• [THE DATA]

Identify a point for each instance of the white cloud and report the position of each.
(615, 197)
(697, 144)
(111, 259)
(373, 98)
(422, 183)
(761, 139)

• [HOW TO COMPLETE THIS TASK] What is needed is a word-for-word copy of all the records above.

• [EXPECTED ANSWER]
Identify a point for each instance of the white cloud and report the position of each.
(615, 197)
(697, 144)
(111, 259)
(373, 98)
(422, 183)
(761, 139)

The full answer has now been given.